* begin *

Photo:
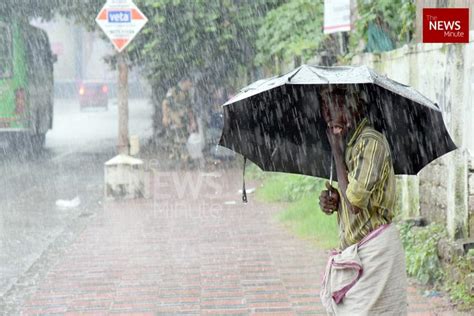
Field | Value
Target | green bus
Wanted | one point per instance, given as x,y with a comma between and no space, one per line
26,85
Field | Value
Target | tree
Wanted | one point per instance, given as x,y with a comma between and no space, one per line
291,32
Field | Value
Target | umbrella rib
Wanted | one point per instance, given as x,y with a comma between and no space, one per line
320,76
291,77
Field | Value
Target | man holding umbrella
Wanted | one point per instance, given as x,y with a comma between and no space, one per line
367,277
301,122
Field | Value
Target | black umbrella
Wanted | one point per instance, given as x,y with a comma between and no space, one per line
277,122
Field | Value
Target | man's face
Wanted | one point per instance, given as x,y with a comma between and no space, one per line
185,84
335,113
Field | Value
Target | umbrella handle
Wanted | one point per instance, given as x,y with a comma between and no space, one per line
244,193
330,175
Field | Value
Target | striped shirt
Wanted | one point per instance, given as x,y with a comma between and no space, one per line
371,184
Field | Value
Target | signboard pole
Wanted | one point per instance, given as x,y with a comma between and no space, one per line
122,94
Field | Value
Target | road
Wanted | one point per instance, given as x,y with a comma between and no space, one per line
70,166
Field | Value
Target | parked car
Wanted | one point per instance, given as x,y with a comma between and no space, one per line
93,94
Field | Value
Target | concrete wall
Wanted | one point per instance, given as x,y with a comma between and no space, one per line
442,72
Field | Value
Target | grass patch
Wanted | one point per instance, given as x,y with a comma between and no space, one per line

* end *

**Written request:**
Repeat the material verbatim. Do not carry over any picture.

**Answer:**
Photo:
Field | Value
Target | green bus
Wanted | one point per instance, given as x,y with a comma between and no space, one per line
26,85
Field | Value
Target | tree
Wanted | one point per instance, given as x,y with a comma between and no space, one per line
291,32
Field | Value
Target | umbrella rib
Wanted | one point per instance, given as x,y with a comma between and no space, one per line
320,76
291,77
Field | Value
Target | man holding umbrella
Wanted | one point per instance, given as x,y with a comma between and no space, one per line
367,277
301,122
Field | Value
Target | black umbrella
Wanted | one point per instance, given as x,y with a comma between and no space, one per line
277,122
Field | Value
Target | man's face
Wanted | one point per instance, given as x,y with a comma between and no space, one per line
185,84
335,113
Field | Value
Target | umbrella handle
Wanted | one point per instance, given as x,y with a comma between and no space, one per line
244,193
330,175
Field | Value
Target | striped shirt
Wanted | one point per instance, given as x,y with a comma between and no space, one per line
371,184
Field | Value
Target | signboard pole
Wanted | one point per instance, given as x,y with a comma between and no space, one per line
122,94
Field | Value
Target | road
Wanted | one point per instance, given as x,y with a comma between and no space, one per line
70,166
Field | Value
Target | parked car
Wanted | one point per instance, given as x,y with a comma between and no space, one per line
93,94
Field | Value
Target | concrete wall
Wanted | one point per instance, given as x,y with a comma between and no space, one per line
442,72
Field | Value
Target | grass patch
Wanted | one point per instance, given as x,y with a comma between and no space, one per line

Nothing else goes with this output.